> **PROVIDED TEXT**
········

Music Monday - Art Form or Cash Cow with Planned Obsolescence?


I felt badly about not caring for rap performance because it destroyed my status of being able to enjoy and appreciate all forms of music. I finally rationalized, “How can anything be music if it is not musical?”

Most (and I feel safe in saying “most”) rap performance is merely inflammatory, profanity-filled, roughly rhyming couplets, set to a rhythmic background of raucous and thumping sounds. It is seldom musical.

How can that which is not musical be termed “music”? Simply put, rap is not music.

I don’t know what it is. Some kind of performance art I suppose.

And there’s something else that worries me: We hum and whistle the songs and music of our youth. That’s what makes them so eternal, so legendary to us. Just what are people going to be humming 20 years from now? It’ll be slim pickings surely. Will it be “bomtiddy bomtiddy bomtiddy bom”? Or perhaps a string of unsavory obscenities and profanity.

I have pawed through the cut-out bins, the pawn shops and the abundant thrift stores for cast out and cast away recordings, 8 track, cassette, 45rpm, LP and now CD. Years of doing this taught me (among many other things) that the music that is temporary and disappointing in our lives ends up there in the discard bins, reverting to dust.

Sometimes it was heart-throb entries like David Cassidy or Michael Parks there in the bins. Or maybe classical albums like Ravel’s Bolero or Handel’s Messiah orchestrated and played by small town bands in Europe or Alabama somewhere and bought from magazine ads. There were stacks of stand-up comedy albums, played once and never touched again. I found lots of vanity albums from show-biz personalities hoping to supplement their income in the music business. But, “William Shatner Sings?” or Robert Mitchum’s “Calypso is Like So” although treasures to the collector now, were turkeys when released. The used boxes contained albums by one hit wonders and head bangers. Never a Sinatra, never a Brubeck. It was seldom any jazz album would appear in the charity shop or garage sale. A used Charlie Parker album? Get real.

Today what do you find? Rap CDs. Lots of them. LOTS of them. It seems they do not stand up to repeat plays. The rap protagonists listen to the recording once and then move on. They must. Apparently there is not enough pith in the helmet to wear it repeatedly.

········

> **GOALS**
[1] In the Music Monday post, what kind of album does the writer say rarely appeared in a charity shop or garage sale?
[2] What recording formats does the Music Monday post say the writer looked for in cut-out bins, pawn shops and thrift stores?
[3] Reproduce word for word the part of the Music Monday post that opens with the words containing "How can that" and closes with "reverting to dust.".

········

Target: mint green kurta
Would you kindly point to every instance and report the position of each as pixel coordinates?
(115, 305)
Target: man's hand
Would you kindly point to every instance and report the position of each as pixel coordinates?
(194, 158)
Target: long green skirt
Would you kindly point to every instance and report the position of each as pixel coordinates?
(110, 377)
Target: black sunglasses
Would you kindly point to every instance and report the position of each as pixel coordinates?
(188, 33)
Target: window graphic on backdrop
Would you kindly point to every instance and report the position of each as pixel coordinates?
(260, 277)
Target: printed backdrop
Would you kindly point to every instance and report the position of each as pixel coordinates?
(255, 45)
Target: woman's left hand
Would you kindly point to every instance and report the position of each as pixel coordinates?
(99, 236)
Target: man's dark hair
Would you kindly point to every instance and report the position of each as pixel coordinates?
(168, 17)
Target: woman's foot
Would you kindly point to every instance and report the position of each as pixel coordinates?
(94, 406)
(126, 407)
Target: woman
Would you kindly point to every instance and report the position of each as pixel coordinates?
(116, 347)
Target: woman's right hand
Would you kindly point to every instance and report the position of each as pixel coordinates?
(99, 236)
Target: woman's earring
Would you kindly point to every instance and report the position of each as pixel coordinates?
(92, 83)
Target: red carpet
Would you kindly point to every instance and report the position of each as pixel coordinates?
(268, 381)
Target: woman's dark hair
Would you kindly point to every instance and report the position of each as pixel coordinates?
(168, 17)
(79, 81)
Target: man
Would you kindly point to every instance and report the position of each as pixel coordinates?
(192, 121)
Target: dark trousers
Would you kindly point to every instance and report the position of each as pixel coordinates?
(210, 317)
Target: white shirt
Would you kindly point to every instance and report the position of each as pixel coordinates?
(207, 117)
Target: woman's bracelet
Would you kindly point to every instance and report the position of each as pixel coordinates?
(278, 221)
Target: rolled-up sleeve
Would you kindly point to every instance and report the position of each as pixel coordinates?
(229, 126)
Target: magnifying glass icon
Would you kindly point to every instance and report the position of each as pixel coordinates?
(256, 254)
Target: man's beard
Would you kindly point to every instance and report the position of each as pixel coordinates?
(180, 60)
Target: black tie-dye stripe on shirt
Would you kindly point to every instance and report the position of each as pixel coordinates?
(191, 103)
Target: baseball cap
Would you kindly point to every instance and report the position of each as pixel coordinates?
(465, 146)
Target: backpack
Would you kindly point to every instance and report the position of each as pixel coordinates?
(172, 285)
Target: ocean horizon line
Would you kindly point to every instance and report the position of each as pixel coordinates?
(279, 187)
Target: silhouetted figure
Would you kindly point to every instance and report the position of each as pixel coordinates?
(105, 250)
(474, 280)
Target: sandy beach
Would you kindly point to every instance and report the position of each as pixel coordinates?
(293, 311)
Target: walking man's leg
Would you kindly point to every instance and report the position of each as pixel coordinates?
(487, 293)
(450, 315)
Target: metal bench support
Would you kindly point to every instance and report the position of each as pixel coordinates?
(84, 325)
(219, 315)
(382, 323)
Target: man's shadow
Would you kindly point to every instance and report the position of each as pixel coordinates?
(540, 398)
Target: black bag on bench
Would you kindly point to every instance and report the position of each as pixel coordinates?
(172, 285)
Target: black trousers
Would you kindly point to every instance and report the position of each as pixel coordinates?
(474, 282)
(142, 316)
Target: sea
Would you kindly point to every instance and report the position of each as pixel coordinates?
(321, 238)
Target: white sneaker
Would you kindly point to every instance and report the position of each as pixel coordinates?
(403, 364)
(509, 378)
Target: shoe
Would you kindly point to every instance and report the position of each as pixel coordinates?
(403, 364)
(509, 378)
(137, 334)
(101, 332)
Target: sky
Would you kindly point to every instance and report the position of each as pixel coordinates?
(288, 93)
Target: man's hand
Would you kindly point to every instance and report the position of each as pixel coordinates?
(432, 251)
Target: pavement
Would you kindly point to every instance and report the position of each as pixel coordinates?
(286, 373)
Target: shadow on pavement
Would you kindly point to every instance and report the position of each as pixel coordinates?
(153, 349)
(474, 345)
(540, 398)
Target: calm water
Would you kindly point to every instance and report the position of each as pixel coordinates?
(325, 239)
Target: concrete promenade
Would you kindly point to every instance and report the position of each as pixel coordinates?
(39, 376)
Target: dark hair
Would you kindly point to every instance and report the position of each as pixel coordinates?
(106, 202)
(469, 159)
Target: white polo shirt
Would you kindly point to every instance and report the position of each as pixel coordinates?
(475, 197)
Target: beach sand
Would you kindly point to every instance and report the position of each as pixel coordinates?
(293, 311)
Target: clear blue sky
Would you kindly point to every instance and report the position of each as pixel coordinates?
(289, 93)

········

> **EXERCISE RESULTS**
[1] A jazz album.

[2] 8 track, cassette, 45rpm, LP and CD.

[3]
How can that which is not musical be termed “music”? Simply put, rap is not music.

I don’t know what it is. Some kind of performance art I suppose.

And there’s something else that worries me: We hum and whistle the songs and music of our youth. That’s what makes them so eternal, so legendary to us. Just what are people going to be humming 20 years from now? It’ll be slim pickings surely. Will it be “bomtiddy bomtiddy bomtiddy bom”? Or perhaps a string of unsavory obscenities and profanity.

I have pawed through the cut-out bins, the pawn shops and the abundant thrift stores for cast out and cast away recordings, 8 track, cassette, 45rpm, LP and now CD. Years of doing this taught me (among many other things) that the music that is temporary and disappointing in our lives ends up there in the discard bins, reverting to dust.